§ **SET PROBLEM**: Which lines in the records below contain the word "clam"? Pick out each one and copy it.

§ **MATERIAL TO PROCESS**:

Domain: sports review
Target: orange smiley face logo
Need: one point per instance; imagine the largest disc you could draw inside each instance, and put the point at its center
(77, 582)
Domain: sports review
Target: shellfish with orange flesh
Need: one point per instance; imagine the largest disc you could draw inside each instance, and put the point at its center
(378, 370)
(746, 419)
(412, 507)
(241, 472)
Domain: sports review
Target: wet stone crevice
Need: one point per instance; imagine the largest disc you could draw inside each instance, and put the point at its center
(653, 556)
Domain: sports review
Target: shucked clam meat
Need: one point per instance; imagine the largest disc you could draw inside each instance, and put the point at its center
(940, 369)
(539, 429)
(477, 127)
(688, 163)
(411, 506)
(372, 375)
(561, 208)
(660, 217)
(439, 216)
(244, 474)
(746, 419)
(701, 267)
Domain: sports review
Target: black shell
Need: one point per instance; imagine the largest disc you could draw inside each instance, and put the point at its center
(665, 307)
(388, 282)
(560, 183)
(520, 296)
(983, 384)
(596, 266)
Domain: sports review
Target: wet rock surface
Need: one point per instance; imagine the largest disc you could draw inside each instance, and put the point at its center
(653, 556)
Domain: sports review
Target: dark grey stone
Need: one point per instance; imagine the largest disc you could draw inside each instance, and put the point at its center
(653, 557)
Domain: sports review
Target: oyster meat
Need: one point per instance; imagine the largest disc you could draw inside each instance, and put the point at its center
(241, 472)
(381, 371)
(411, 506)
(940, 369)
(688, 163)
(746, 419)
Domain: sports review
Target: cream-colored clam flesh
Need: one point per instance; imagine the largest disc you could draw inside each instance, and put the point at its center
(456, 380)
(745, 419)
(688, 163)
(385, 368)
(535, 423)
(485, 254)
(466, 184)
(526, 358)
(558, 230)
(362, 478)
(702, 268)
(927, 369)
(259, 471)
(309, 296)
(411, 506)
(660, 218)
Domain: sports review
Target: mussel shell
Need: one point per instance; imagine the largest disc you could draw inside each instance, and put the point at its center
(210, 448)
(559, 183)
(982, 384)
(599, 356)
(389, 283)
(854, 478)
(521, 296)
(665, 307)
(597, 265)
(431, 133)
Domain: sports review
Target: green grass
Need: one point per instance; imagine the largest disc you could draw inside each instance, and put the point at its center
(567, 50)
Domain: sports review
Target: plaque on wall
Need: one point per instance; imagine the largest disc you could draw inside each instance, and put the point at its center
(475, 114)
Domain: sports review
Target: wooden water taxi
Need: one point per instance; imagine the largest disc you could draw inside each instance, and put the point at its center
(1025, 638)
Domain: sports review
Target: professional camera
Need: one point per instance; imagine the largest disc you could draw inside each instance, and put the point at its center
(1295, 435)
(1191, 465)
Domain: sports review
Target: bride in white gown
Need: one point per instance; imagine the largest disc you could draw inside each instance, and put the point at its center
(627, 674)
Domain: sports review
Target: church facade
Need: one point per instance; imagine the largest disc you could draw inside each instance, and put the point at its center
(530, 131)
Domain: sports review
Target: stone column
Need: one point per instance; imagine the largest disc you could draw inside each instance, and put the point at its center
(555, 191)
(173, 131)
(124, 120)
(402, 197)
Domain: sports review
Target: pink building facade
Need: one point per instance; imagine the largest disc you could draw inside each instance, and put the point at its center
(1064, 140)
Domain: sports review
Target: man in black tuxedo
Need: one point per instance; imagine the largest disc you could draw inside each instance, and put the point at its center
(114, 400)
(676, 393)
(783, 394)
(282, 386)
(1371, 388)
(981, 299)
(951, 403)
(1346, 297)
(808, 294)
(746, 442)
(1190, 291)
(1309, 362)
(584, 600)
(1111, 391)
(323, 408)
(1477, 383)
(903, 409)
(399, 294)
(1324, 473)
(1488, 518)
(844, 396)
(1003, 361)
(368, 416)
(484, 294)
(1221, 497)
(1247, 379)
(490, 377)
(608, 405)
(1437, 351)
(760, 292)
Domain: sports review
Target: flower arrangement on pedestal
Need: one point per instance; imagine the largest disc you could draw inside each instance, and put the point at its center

§ **SOLVED PROBLEM**:
Target: shucked clam meat
Target: cream-colored clam flesh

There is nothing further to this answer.